Listed entries –
*** Begin section ***

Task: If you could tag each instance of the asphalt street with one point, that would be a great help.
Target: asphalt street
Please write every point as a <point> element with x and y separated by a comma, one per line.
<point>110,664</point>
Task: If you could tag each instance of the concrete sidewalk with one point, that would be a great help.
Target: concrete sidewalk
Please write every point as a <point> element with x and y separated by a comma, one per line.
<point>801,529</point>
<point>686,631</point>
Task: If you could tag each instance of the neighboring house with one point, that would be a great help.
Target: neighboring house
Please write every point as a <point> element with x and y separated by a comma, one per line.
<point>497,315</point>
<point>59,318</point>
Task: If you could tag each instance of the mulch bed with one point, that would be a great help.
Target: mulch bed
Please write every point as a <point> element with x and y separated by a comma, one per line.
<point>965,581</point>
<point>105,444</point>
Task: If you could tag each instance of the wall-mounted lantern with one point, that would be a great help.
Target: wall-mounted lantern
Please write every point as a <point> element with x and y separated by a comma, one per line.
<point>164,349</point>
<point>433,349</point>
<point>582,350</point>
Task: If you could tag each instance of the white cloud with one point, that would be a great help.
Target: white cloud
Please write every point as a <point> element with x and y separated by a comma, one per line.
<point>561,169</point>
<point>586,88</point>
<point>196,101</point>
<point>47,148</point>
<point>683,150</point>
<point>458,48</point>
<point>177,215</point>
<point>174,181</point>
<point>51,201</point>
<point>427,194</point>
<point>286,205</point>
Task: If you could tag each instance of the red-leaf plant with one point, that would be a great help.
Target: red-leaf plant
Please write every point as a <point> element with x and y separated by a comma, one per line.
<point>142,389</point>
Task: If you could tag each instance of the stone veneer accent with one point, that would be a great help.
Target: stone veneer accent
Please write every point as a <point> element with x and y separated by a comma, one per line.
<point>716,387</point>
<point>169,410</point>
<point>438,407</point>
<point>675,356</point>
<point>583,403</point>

*** End section ***

Your objective – Without changing a single character, repeat each record.

Exercise solution –
Task: If you could tag each instance of the asphalt street with one point, that would be a great help.
Target: asphalt street
Please write every point as a <point> element with x and y separated by a comma, one per line.
<point>110,664</point>
Task: If you could tag each instance of the concrete sidewalk with one point, that would be a great help.
Target: concrete sidewalk
Please write every point as a <point> element with x and y separated by a comma, one per line.
<point>801,529</point>
<point>686,631</point>
Task: If you could tag each instance of the neighboring house with one point, that would be a great help.
Target: neighboring house
Please write every point as a <point> element with x and y separated by a comma, one per line.
<point>497,315</point>
<point>59,318</point>
Task: If you could tag each instance of the mulch bed with one point, that would be a great help.
Target: mulch bed
Please write every point as a <point> element with x and y separated by a comma, one per line.
<point>965,581</point>
<point>105,444</point>
Task: If you could tag each instance of the wall-mounted lantern with one point, that would be a great help.
Target: wall-mounted lantern
Please write every point as a <point> element with x and y separated by a comma, one per line.
<point>164,349</point>
<point>433,349</point>
<point>582,350</point>
Task: If you could tag each instance of the white cloud with one point, that would be a great help.
Target: white cloud
Please write every point as a <point> element with x and y separated by a comma, one per line.
<point>561,169</point>
<point>586,88</point>
<point>196,101</point>
<point>47,148</point>
<point>683,150</point>
<point>458,48</point>
<point>177,215</point>
<point>174,181</point>
<point>51,201</point>
<point>427,194</point>
<point>286,205</point>
Task: If you could tag each instance of the red-leaf plant with one point, that would be a great help.
Target: red-leaf plant
Please write every point as a <point> element with x and y separated by a comma, one per line.
<point>142,389</point>
Task: If you could tag each instance of the stone veneer accent with one point, that would be a great help.
Target: stone veneer accent
Please write every point as a <point> element with x and y separated by a comma, one per line.
<point>716,387</point>
<point>169,410</point>
<point>438,407</point>
<point>675,356</point>
<point>583,403</point>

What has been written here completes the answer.